Prompt: Please convert the lines below into a Markdown table with the columns Number and Line Text, numbering each row and leaving out any blank lines.

Input:
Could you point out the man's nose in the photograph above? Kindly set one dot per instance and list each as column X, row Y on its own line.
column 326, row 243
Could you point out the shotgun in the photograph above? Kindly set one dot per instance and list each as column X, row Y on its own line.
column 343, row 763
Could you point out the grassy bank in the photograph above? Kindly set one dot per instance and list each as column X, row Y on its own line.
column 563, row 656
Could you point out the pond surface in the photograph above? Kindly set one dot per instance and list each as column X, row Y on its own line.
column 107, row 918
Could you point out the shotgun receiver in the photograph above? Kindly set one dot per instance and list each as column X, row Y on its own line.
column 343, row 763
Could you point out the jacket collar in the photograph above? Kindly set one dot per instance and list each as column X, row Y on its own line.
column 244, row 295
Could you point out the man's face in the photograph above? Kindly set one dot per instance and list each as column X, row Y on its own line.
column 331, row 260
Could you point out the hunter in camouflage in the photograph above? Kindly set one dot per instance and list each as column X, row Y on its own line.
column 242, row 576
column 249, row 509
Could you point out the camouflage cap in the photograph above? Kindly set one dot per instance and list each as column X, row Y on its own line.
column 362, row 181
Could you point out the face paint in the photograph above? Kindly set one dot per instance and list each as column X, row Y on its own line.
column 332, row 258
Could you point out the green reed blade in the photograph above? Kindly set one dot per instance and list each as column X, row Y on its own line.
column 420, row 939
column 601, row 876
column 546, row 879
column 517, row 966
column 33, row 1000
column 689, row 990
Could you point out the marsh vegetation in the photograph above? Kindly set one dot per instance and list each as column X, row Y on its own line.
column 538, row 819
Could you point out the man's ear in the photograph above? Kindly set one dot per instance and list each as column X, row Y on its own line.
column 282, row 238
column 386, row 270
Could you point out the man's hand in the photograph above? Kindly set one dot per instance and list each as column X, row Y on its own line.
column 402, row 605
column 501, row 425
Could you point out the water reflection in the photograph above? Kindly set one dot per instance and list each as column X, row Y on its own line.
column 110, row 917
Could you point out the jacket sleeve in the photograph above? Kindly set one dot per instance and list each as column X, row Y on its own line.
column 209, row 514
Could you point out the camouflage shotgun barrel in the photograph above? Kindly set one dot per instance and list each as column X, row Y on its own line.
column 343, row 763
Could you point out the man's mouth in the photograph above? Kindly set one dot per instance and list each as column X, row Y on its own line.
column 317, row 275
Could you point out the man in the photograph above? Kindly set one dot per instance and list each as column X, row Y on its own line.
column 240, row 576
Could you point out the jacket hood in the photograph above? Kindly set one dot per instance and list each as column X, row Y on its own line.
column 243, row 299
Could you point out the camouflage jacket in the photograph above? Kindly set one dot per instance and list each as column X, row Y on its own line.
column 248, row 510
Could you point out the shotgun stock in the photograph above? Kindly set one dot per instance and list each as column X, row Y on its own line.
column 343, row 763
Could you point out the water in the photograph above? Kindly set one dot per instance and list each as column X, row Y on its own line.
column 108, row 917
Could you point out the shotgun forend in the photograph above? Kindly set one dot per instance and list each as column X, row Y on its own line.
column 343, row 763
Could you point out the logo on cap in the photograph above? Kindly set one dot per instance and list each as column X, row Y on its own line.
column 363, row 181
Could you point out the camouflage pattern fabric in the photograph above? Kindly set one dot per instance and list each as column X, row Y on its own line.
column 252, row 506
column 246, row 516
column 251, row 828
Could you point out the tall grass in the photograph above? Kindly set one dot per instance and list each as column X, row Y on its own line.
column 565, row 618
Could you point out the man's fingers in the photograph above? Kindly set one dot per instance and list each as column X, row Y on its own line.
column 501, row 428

Expected output:
| Number | Line Text |
|---|---|
| 1 | Could you point out the man's nose in the photograph above? Kindly set one dot per instance and list each as column X, row Y on its own line. |
| 2 | column 326, row 243 |
| 3 | Could you point out the shotgun in the photograph above? Kindly set one dot per instance and list each as column X, row Y on its own line. |
| 4 | column 343, row 763 |
| 5 | Could you point out the grassy bank in the photograph above? Kindly set one dot per instance and list each as column X, row Y on its own line. |
| 6 | column 563, row 656 |
| 7 | Could you point out the pond surface in the photograph above? Kindly set one dot per instance and list each as column X, row Y on its own line. |
| 8 | column 107, row 918 |
| 9 | Could you point out the shotgun receiver in the photograph above? Kindly set one dot per instance and list each as column X, row Y on its own line. |
| 10 | column 343, row 763 |
| 11 | Could you point out the jacket collar in the photograph above? Kindly set one dot per instance and list each as column X, row Y on its own line. |
| 12 | column 244, row 295 |
| 13 | Could you point out the man's face in the photograph above? Kindly set one dot per instance and list each as column X, row Y on its own line. |
| 14 | column 331, row 260 |
| 15 | Could you point out the hunter in camouflage in the photograph above? Kindly set one dot per instance and list each as column X, row Y on its own line. |
| 16 | column 242, row 576 |
| 17 | column 249, row 509 |
| 18 | Could you point out the camouflage cap in the photograph above? Kindly set one dot per instance and list each as column X, row Y on its own line. |
| 19 | column 362, row 181 |
| 20 | Could you point out the face paint in the photograph above? Kindly set one dot per instance and list each as column X, row Y on its own line. |
| 21 | column 332, row 258 |
| 22 | Could you point out the green reed blade in the photograph above? Kindly set one dot per instance and list each as column X, row Y on its own line. |
| 23 | column 420, row 939 |
| 24 | column 601, row 876 |
| 25 | column 546, row 879 |
| 26 | column 517, row 966 |
| 27 | column 33, row 1000 |
| 28 | column 689, row 990 |
| 29 | Could you point out the marsh vegetation in the photograph above? Kindly set one dot per instance and list each as column X, row Y on its own line. |
| 30 | column 538, row 819 |
| 31 | Could you point out the man's ear in the photograph above? Kindly set one dot per instance and list each as column X, row Y on its own line. |
| 32 | column 282, row 238 |
| 33 | column 386, row 270 |
| 34 | Could you point out the man's hand in the photograph above? Kindly set one dot per instance and list each as column X, row Y on its own line. |
| 35 | column 402, row 605 |
| 36 | column 501, row 425 |
| 37 | Could you point out the water reflection in the photograph above? Kindly set one dot per instance and list each as column X, row Y on its own line. |
| 38 | column 110, row 917 |
| 39 | Could you point out the jacket sleeve in the photograph above? Kindly set one dot per instance and list each as column X, row Y on its own line. |
| 40 | column 209, row 514 |
| 41 | Could you point out the camouflage shotgun barrel in the photograph above? Kindly set one dot per instance and list each as column X, row Y on its own line. |
| 42 | column 343, row 763 |
| 43 | Could you point out the man's mouth in the photograph above? Kindly set one dot per instance and list each as column X, row Y on its own line. |
| 44 | column 317, row 275 |
| 45 | Could you point out the man in the photograph above? Kindly set one dot per instance and list each as column X, row Y on its own line. |
| 46 | column 240, row 576 |
| 47 | Could you point out the jacket hood in the photograph above? Kindly set one dot per instance and list each as column X, row Y on its own line. |
| 48 | column 243, row 299 |
| 49 | Could you point out the camouflage jacket in the photograph above? Kindly set one dot per instance and list each as column X, row Y on its own line. |
| 50 | column 248, row 510 |
| 51 | Could you point out the shotgun stock in the photograph above? Kindly set one dot per instance and list each as column X, row Y on its own line. |
| 52 | column 343, row 763 |
| 53 | Could you point out the water in the photograph above? Kindly set one dot per instance and list each as column X, row Y on its own line. |
| 54 | column 108, row 917 |
| 55 | Could you point out the shotgun forend in the photograph above? Kindly set one dot per instance and list each as column X, row Y on its own line. |
| 56 | column 343, row 763 |
| 57 | Could you point out the logo on cap in the photograph above? Kindly set one dot per instance and list each as column X, row Y on its own line. |
| 58 | column 363, row 181 |
| 59 | Could you point out the camouflage pattern fabric in the photograph above? Kindly set one dot per instance and list each as column X, row Y on its own line. |
| 60 | column 252, row 506 |
| 61 | column 246, row 516 |
| 62 | column 251, row 828 |
| 63 | Could you point out the tall grass in the photograph above? Kindly set one dot per instance and list each as column X, row Y on its own line. |
| 64 | column 565, row 618 |
| 65 | Could you point out the man's fingers in the photograph above? Kindly set one dot per instance and list each as column X, row Y on its own line. |
| 66 | column 501, row 428 |